→ **WHAT IS BEING ASKED**: Print the part of the messages about missing a late partner before Thanksgiving, from "carol, like i" up to and including "much better there!".

→ **EXCERPT TO READ**:
____________________
Hi Renee, I've been sort of messed up this weekend. I did go to see the play AIDA yesterday and ate dinner a deli we like. But when I got home and was alone, I cried for the rest of the night. It was a play I had seen with Rob and the deli was a place we loved to eat. It's just so hard. And believe me, i'm not trying to make it harder on you guys, but it's 15 months for me and I'm still struggling. My 2 pie crusts today for my pumpkin pies. Make dinner rolls tonight and then will freeze them. Tomorrow I'm making 2 pumpkin rolls and a cranberry jello salad. Wednesday I will make the filling for my pumpkin pies. Even though it's killing me to bake all this, Rob would have wanted me to, and I'm going to neighbor's mom and she hasn't been feeling too well and I thought I'd help out a bit. I am truly nervous about going because Thanksgiving was our favorite holiday. We got up early in the morning and we always cooked together. He even loved patting out my pumpkin pie crust. I can't wait till it's over. I hope you guys can get through Thanksgiving day too. The same goes for you too Renee, I'm home all night so if you want to talk just call me. I hope you have a good night. Lots of hugs to you both too.
Hi Cindy, I'm so sorry you are having a hard time. My day is sort of the same as yours, as are all your feelings. I cried all the way home from working out this morning because I knew when I got home, Rob would not be there sitting on the couch with my two yorkies waiting for me. It seems every time I go out and come back, the way I always cry for the same reason. I miss talking to Rob too, I miss holding his hand, I know this sounds silly, but I used to kiss his eyelids. I miss so many things and sucks because we can't get those moments back either. What was the bad news you got and what was the good news? If you feel like talking I'm home tonight you can call me anytime. I know how it feels when you have no one you can really talk to. Rob was my whole life too and even if I do something that's fun, my heart is just not in it anymore. I thank God I have my two yorkies, they are my saving grace. I'm so glad you feel you can talk to us. Once again, Cindy, if you feel like talking you can call me tonight. If not, I hope you have a better evening. Take care.
carol, like i told cindy, i think we all 3 feeling crappy is because of the holiday coming up. i don't know what else it would be. i miss dennis so much, and would do almost anything if i could just talk to him and have him talk to me. i miss his laugh, his jokes, his "i love u's" . i hope it gets better for all of us. i am thinking about the 2 of you and hoping for a change u have nice evening. sleep well, ladies cause u deserve it!! love ya
I was at work for two days, sorry I didn't call. It's been a roller coaster, but I think you are right, it's the holidays. I over-reacted to news my son told me, that was the bad news. But it got better and he will be with me sometime this week. I am going to my Mom's for Thanksgiving. I'm sorry we are all in the same boat of feelings. I hate being alone, but at work I am not alone, and I didn't do much better there!
____________________
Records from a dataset
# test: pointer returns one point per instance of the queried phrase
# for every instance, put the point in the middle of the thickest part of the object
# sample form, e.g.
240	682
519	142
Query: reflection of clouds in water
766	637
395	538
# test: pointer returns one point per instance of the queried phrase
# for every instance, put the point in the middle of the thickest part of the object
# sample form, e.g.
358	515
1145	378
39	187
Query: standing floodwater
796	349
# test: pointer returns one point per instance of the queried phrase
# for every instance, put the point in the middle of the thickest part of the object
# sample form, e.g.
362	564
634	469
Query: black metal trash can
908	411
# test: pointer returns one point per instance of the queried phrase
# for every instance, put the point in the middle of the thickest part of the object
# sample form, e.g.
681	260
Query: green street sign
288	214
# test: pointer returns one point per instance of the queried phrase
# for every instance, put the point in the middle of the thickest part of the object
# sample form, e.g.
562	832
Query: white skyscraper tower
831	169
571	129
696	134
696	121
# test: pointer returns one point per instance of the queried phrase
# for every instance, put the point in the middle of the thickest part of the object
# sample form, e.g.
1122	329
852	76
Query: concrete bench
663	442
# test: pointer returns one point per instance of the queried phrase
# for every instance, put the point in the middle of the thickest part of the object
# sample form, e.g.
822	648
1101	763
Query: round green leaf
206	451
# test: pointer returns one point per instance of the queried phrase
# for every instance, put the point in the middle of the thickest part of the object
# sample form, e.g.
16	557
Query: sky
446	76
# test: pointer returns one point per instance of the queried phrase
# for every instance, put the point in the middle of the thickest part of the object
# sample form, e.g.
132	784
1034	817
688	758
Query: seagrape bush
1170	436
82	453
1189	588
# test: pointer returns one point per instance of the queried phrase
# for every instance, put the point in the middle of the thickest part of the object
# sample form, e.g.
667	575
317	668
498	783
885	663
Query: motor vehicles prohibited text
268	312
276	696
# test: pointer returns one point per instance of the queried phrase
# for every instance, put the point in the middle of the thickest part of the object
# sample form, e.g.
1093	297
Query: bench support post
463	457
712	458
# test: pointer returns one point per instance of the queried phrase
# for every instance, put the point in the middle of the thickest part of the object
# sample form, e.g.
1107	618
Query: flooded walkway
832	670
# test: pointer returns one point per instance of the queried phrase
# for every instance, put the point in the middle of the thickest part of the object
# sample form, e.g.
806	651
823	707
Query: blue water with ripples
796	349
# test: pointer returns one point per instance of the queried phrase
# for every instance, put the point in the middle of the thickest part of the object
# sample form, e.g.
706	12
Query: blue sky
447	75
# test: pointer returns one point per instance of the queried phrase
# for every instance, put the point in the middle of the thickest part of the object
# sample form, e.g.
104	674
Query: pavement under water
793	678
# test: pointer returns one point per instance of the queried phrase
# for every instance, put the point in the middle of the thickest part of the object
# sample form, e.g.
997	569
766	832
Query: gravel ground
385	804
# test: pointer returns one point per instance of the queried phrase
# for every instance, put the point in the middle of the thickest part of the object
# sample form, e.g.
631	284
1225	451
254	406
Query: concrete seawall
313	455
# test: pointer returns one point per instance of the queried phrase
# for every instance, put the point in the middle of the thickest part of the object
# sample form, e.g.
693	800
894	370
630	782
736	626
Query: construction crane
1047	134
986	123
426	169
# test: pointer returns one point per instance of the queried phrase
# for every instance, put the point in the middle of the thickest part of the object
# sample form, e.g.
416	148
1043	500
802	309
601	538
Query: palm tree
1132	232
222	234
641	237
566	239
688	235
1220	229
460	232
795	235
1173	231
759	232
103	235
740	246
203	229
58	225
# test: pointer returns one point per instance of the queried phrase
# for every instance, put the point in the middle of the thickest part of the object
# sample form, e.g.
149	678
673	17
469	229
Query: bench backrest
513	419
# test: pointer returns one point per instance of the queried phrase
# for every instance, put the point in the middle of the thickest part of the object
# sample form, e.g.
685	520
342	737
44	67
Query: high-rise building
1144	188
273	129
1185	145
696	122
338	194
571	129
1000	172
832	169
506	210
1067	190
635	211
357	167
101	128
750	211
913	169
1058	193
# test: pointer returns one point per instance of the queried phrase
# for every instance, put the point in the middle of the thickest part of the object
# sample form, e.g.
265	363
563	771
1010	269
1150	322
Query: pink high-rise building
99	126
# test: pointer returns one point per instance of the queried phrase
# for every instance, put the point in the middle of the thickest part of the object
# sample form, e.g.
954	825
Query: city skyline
____________________
→ **ANSWER IN FULL**:
carol, like i told cindy, i think we all 3 feeling crappy is because of the holiday coming up. i don't know what else it would be. i miss dennis so much, and would do almost anything if i could just talk to him and have him talk to me. i miss his laugh, his jokes, his "i love u's" . i hope it gets better for all of us. i am thinking about the 2 of you and hoping for a change u have nice evening. sleep well, ladies cause u deserve it!! love ya
I was at work for two days, sorry I didn't call. It's been a roller coaster, but I think you are right, it's the holidays. I over-reacted to news my son told me, that was the bad news. But it got better and he will be with me sometime this week. I am going to my Mom's for Thanksgiving. I'm sorry we are all in the same boat of feelings. I hate being alone, but at work I am not alone, and I didn't do much better there!